Where a line looks odd, keep it as it is and transcribe all the material.

───── Recorded data

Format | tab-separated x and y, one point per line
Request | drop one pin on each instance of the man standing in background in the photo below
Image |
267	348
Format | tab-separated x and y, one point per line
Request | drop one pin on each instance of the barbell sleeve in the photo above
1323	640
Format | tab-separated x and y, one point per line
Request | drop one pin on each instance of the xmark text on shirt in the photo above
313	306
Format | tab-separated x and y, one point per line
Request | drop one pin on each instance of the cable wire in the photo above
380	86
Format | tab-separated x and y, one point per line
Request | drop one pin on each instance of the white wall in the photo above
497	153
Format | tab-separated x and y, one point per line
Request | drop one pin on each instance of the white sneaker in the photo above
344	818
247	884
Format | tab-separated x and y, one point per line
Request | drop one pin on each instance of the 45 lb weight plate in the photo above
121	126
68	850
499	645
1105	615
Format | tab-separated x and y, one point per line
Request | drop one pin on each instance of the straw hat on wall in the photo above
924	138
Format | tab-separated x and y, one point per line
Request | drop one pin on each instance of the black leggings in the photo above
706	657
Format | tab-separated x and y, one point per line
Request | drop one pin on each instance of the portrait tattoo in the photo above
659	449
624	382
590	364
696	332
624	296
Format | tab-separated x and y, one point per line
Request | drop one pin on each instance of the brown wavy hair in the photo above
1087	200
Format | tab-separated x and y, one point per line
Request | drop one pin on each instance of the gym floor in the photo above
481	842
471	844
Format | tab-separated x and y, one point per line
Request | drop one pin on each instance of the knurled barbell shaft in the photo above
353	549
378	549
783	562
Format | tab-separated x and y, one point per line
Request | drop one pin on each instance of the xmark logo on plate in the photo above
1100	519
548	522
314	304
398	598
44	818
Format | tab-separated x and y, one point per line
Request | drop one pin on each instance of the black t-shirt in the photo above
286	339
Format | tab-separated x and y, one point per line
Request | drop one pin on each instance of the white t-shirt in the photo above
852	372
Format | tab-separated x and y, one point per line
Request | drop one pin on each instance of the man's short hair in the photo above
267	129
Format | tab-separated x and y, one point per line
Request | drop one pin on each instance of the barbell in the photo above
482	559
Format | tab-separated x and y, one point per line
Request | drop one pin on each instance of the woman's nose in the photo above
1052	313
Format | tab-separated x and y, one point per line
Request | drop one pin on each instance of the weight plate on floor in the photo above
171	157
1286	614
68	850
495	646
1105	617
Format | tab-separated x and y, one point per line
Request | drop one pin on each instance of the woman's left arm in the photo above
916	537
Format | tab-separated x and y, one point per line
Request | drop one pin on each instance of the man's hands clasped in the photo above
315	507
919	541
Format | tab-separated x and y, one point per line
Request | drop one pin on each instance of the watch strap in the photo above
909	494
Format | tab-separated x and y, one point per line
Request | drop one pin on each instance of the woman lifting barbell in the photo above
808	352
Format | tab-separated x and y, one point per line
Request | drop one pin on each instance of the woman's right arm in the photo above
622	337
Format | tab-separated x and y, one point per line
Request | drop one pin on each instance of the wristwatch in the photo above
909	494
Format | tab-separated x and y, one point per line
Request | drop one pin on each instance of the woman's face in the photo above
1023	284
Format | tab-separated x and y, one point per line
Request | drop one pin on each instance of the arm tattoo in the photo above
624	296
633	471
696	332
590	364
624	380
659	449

──────────

> **Task answer**:
Format | tab-separated x and y, one point per line
Request | drop one pin on each instance of the man standing in background in the photo below
Image |
267	348
Format | tab-separated x and y, one point per line
Request | drop one pin on each instance of the barbell sleeve in the photo above
1323	640
Format | tab-separated x and y, one point per line
Request | drop one pin on each instance of the xmark text on shirt in the photo above
313	306
Format | tab-separated x and y, one point per line
Request | drop one pin on each instance of the cable wire in the photo above
380	86
Format | tab-separated x and y, one point per line
Request | drop one pin on each instance of the white wall in the photo above
497	153
Format | tab-separated x and y, one point per line
Request | drop one pin on each instance of the white sneaker in the photo above
344	818
247	884
Format | tab-separated x and y, one point per line
Request | drop one pin on each instance of the 45 lb weight plate in the photo above
121	126
68	850
499	645
1105	615
Format | tab-separated x and y, one point per line
Request | drop one pin on each instance of the straw hat on wall in the photo above
924	138
Format | tab-separated x and y, one point per line
Request | drop one pin on each instance of the black leggings in the photo above
706	657
Format | tab-separated x and y, one point per line
Request | drop one pin on each instance of the portrait tattoo in the photo above
659	449
624	382
590	364
696	332
624	296
Format | tab-separated x and y, one point per line
Request | drop one pin on each instance of the brown wavy hair in the photo above
1087	200
Format | tab-separated x and y, one point per line
Request | drop one pin on each instance of the gym floor in the photo above
481	842
471	844
Format | tab-separated x and y, one point per line
Request | drop one pin on each instance of the knurled barbell shaft in the photo above
353	549
378	549
783	562
Format | tab-separated x and y, one point per line
Request | drop one pin on each instance of the xmark logo on plate in the photo above
1100	519
548	522
314	304
398	598
44	818
Format | tab-separated x and y, one point per line
Request | drop one pin on each instance of the black t-shirt in the photo above
286	339
Format | tab-separated x and y, one point per line
Request | drop one pin on each instance of the white t-shirt in the photo above
852	372
Format | tab-separated x and y, one point per line
Request | drop one pin on each instance of the man's short hair in the photo above
267	129
Format | tab-separated x and y, one point per line
Request | drop one pin on each instance of the barbell in the photo above
482	559
Format | tab-separated x and y, one point per line
Request | drop one pin on each instance of the woman's nose in the photo above
1052	313
Format | tab-separated x and y, one point per line
Request | drop one pin on each instance of the weight plate on floor in the photo above
171	157
1286	614
68	850
495	646
1105	617
Format | tab-separated x and y, one point per line
Request | drop one pin on each instance of the woman's left arm in the photo above
916	537
Format | tab-separated x and y, one point per line
Request | drop one pin on each instance of the man's hands clasped in the photo above
315	507
919	541
Format | tab-separated x and y, one point per line
Request | drop one pin on each instance of the watch strap in the photo above
909	494
Format | tab-separated x and y, one point per line
Request | drop one pin on each instance of the woman lifting barbell in the photo above
808	352
Format | tab-separated x and y, one point per line
Request | drop one pin on each instance of the woman's right arm in the photo above
622	337
Format | tab-separated x and y, one point per line
Request | drop one pin on each instance of the wristwatch in the photo above
909	494
Format | tab-separated x and y, one point per line
Request | drop one pin on each instance of the woman's face in the photo above
1023	284
Format | tab-separated x and y, one point per line
Request | drop one pin on each instance of the arm tattoo in the photo above
624	296
633	471
696	332
590	364
624	380
659	449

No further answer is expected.